Scan the records for the line containing "Q: Find one point on every instance of the barrier"; extract it and all later lines, verbatim, through the end, and nothing before it.
** START EXERCISE MATERIAL **
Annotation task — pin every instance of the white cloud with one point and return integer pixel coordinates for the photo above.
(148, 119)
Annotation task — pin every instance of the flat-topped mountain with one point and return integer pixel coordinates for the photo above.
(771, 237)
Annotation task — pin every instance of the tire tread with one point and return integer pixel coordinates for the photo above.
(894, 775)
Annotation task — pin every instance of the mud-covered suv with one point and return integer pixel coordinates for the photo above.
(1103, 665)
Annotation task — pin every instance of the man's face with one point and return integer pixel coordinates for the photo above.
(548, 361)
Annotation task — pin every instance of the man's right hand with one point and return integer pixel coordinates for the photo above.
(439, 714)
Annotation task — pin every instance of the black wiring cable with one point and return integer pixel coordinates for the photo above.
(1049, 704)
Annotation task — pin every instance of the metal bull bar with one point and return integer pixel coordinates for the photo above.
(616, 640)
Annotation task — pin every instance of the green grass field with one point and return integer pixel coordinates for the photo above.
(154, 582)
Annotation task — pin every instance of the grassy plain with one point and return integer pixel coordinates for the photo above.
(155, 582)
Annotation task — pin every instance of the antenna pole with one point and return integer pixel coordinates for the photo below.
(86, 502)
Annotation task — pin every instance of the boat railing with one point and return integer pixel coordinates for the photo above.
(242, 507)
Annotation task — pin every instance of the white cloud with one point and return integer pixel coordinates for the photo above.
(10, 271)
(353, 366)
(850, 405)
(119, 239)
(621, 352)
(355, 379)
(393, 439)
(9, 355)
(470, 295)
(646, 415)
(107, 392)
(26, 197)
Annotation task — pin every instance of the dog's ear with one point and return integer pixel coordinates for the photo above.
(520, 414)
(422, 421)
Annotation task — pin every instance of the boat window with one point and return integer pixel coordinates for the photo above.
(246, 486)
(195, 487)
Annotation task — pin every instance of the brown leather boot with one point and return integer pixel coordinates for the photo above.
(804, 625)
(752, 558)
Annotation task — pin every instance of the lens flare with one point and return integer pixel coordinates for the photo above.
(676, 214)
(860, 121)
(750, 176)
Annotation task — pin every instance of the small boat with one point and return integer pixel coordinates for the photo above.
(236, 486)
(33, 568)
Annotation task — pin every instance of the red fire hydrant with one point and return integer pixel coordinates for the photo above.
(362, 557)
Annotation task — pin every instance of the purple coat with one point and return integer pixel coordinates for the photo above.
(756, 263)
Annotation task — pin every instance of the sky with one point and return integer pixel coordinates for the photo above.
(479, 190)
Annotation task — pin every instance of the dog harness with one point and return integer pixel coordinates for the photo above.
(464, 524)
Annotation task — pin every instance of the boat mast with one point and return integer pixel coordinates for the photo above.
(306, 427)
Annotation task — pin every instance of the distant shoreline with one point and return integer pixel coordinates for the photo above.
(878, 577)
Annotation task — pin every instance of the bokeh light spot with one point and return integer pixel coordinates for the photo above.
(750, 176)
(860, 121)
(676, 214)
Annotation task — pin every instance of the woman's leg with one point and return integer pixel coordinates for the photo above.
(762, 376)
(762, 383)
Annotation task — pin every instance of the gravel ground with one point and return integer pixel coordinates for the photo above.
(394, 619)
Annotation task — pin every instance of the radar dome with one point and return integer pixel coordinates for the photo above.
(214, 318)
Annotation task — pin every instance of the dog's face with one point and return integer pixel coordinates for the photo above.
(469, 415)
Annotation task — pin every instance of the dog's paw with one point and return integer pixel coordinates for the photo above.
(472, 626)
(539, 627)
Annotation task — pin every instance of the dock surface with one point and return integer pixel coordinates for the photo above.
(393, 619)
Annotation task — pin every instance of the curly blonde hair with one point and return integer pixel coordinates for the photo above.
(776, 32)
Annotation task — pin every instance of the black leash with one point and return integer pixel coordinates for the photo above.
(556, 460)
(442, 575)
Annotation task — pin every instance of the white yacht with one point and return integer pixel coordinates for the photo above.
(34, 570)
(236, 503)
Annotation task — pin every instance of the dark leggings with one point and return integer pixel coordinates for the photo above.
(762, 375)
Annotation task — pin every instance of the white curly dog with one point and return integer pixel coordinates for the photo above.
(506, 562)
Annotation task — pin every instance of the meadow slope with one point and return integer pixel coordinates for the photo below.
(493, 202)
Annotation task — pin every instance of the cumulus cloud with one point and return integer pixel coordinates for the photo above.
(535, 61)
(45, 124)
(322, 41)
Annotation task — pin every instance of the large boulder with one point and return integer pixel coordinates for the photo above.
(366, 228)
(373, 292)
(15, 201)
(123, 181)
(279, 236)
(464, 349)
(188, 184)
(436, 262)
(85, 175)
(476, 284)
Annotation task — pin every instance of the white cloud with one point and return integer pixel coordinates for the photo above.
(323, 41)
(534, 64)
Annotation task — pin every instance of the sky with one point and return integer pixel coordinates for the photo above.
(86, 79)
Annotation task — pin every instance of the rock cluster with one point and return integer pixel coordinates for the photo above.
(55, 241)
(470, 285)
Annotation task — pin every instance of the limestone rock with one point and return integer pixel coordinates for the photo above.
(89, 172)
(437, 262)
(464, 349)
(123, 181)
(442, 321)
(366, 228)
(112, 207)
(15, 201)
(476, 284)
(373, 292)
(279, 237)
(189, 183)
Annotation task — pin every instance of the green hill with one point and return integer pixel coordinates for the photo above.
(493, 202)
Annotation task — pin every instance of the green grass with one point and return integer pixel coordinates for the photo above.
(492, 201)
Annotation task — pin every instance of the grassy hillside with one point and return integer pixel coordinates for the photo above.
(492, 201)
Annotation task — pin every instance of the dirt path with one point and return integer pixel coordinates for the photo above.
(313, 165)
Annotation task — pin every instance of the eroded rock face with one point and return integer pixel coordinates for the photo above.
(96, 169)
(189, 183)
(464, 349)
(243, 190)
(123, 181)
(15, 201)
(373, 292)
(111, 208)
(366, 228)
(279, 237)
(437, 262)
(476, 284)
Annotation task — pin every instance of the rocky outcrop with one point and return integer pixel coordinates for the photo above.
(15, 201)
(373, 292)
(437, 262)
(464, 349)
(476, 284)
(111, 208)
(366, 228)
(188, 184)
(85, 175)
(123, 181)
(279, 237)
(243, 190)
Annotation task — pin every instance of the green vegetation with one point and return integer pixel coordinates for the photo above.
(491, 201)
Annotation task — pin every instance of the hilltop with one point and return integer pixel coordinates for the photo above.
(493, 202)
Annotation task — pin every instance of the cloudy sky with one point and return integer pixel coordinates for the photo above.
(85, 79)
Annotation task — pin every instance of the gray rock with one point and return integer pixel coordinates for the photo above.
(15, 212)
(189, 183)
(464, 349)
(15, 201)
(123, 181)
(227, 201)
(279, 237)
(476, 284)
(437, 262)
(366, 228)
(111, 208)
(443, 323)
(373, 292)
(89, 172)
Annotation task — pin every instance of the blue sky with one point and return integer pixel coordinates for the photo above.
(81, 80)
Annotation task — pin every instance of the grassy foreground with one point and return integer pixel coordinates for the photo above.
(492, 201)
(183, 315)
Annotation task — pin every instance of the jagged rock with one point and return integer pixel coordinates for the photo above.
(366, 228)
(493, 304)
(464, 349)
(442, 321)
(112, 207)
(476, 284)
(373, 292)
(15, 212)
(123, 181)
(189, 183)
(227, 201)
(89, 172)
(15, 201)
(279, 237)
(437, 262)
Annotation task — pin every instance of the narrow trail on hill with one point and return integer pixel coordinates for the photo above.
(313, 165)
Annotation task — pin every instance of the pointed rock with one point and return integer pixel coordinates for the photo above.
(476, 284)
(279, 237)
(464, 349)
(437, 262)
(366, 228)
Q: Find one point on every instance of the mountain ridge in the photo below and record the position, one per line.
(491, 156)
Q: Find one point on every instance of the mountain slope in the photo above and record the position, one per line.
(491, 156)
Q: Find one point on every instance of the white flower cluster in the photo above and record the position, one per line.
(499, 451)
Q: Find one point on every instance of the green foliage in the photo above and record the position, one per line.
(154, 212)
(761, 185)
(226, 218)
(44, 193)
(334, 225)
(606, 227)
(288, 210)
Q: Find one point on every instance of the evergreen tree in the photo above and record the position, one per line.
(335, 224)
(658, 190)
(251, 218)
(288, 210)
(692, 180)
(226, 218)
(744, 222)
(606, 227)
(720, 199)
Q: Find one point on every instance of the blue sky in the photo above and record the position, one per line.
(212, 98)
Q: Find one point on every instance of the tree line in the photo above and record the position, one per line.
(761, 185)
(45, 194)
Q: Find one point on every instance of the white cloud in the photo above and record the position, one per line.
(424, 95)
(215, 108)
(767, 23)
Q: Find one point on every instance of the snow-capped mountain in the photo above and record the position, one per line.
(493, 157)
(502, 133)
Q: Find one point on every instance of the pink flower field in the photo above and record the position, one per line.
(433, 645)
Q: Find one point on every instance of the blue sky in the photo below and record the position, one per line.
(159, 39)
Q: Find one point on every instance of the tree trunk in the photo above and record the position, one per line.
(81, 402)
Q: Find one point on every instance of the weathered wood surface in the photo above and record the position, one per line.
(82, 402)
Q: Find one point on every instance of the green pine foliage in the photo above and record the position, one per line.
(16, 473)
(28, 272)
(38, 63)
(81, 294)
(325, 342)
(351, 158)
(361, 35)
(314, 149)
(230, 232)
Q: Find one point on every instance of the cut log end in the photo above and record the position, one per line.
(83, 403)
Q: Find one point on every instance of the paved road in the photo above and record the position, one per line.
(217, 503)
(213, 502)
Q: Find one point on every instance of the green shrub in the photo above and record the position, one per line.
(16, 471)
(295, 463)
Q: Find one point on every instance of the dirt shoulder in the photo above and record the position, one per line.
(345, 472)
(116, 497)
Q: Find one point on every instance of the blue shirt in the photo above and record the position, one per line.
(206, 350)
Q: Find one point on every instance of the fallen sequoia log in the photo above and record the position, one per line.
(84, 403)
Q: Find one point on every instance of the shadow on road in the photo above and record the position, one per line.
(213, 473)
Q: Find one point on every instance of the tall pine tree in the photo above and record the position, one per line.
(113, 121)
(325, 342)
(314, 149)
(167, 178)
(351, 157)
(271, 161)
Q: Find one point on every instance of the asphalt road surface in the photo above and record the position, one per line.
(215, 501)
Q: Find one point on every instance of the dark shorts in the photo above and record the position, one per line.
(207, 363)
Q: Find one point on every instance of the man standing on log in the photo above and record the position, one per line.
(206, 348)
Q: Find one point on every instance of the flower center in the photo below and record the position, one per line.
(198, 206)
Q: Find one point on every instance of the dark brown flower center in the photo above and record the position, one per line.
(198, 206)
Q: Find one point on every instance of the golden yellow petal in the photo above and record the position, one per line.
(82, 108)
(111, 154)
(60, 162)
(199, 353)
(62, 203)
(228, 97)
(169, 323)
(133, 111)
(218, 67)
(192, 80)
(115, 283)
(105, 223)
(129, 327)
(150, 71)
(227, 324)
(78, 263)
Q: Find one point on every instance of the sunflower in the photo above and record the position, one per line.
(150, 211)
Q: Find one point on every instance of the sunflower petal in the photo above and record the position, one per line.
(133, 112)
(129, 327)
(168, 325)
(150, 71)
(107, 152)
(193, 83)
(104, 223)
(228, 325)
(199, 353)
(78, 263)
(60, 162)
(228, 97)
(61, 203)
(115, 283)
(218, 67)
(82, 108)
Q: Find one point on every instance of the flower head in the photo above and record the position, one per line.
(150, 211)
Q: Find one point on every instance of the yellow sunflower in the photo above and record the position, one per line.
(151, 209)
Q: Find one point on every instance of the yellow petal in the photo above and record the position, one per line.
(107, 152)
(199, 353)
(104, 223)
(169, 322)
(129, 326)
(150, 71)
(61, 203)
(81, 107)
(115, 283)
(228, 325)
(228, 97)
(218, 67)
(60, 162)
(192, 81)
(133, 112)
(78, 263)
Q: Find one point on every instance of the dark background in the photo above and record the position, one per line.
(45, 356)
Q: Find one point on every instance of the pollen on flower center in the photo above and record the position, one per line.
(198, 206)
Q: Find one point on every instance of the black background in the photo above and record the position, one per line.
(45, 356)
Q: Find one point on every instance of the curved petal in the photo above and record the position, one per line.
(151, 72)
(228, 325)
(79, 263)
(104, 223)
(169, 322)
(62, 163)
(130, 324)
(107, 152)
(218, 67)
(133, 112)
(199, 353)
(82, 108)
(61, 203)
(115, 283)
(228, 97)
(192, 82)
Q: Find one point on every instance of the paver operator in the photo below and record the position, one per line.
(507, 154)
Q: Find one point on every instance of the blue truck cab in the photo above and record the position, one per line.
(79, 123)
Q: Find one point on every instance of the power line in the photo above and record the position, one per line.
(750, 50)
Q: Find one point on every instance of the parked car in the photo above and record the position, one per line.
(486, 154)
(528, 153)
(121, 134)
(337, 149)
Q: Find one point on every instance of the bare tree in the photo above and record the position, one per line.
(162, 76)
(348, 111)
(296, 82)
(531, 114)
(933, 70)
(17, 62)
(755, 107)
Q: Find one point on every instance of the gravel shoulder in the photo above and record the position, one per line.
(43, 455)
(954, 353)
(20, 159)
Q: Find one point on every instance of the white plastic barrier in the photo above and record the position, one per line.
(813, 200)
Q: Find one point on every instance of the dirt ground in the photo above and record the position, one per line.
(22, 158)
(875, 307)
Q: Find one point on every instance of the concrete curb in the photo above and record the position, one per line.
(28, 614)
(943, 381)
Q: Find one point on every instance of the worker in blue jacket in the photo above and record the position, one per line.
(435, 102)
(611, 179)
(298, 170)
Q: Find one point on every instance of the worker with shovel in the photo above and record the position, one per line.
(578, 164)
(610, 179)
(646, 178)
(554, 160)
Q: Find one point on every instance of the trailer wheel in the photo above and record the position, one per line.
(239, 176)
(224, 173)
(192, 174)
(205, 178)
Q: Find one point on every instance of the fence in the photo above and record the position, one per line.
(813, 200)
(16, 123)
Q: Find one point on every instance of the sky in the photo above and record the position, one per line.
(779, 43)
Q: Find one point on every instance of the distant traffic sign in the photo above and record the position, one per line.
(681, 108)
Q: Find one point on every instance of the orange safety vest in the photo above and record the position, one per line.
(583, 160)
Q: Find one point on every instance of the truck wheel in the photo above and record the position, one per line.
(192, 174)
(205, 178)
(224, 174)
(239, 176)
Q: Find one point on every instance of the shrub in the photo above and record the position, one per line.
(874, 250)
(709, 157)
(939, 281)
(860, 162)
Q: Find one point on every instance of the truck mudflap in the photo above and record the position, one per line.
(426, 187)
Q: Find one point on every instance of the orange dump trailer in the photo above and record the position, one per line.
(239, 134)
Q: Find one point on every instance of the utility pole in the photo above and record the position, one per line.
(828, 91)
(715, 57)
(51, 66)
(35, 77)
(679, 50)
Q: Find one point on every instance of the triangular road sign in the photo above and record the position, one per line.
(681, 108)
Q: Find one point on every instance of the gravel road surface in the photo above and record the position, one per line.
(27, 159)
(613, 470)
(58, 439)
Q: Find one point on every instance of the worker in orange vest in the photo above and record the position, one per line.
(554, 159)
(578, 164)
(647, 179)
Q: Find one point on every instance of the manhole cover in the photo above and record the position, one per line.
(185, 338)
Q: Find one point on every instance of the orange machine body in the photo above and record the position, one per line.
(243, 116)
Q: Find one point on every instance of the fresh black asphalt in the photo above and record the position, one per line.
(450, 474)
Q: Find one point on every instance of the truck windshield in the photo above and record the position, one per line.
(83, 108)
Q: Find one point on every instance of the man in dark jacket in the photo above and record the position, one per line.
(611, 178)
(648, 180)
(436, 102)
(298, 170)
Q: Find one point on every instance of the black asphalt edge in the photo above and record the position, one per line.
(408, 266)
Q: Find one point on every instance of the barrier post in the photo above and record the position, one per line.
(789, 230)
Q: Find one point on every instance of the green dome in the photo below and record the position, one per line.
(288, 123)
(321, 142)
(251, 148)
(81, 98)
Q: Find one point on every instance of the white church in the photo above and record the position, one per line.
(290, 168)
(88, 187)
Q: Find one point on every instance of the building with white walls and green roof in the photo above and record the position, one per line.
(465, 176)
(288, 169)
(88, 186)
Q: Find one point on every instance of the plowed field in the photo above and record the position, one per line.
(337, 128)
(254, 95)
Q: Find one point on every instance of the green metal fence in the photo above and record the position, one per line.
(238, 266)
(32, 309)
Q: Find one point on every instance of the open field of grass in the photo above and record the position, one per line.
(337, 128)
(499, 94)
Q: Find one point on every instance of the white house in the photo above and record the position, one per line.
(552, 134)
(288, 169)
** END EXERCISE MATERIAL **
ANSWER TO THIS TASK -
Q: Find one point on every instance of the barrier post in the photo above and record the position, one per line.
(789, 230)
Q: Find one point on every instance of the green dome in the photo below and record the position, one per line.
(288, 123)
(321, 142)
(251, 148)
(81, 98)
Q: Find one point on every instance of the white church in the photo above and record the position, one per line.
(290, 168)
(88, 187)
Q: Find one point on every instance of the building with white walls and green roof in the photo above and record the position, one per line.
(465, 176)
(288, 169)
(88, 186)
Q: Find one point on every instance of the plowed field in the photo above and record the position, one per line.
(337, 128)
(254, 95)
Q: Find one point on every instance of the green metal fence in the photo above and record the position, one per line.
(238, 266)
(32, 309)
Q: Find one point on every instance of the open field of grass in the photo above and record the position, one per line.
(337, 128)
(499, 94)
Q: Find one point on every instance of the white house in the photo above and record the position, one per line.
(552, 134)
(288, 169)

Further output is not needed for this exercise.